[start Records to use]

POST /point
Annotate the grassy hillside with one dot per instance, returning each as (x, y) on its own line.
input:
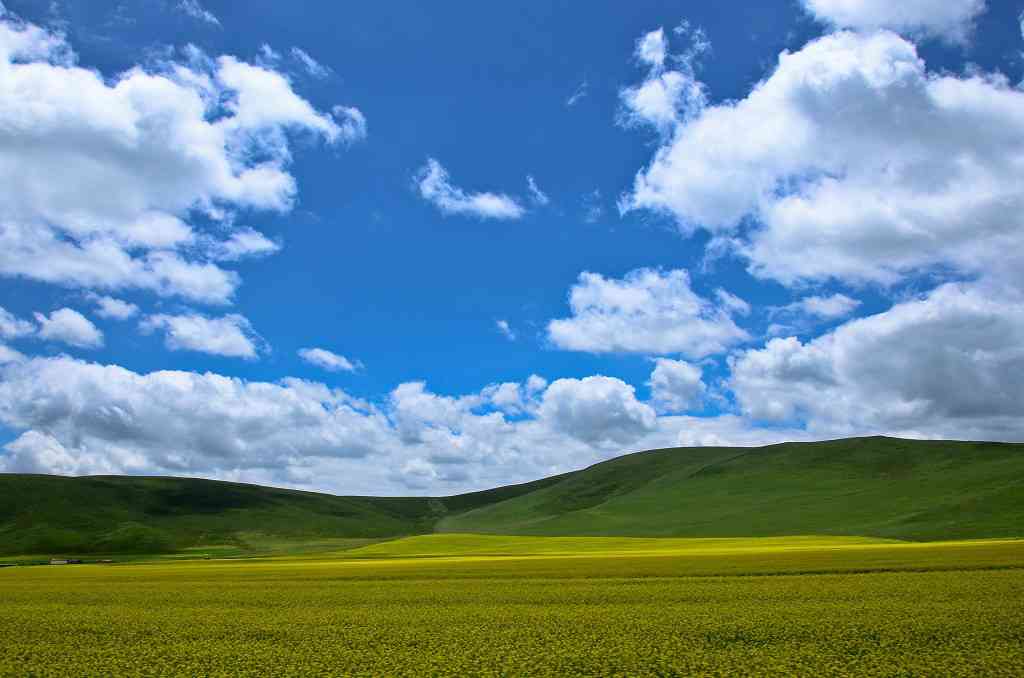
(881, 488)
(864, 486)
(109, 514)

[end Records to use]

Format all the rows above as a JSON list of strings, with one string per line and no blank lines. Leave out the pictures.

• [Result below]:
[
  "POST /point",
  "Annotate the grassy hillside with one dot per instance, returning each as (x, y) on its own line.",
  "input:",
  "(881, 488)",
  "(864, 486)",
  "(109, 514)"
]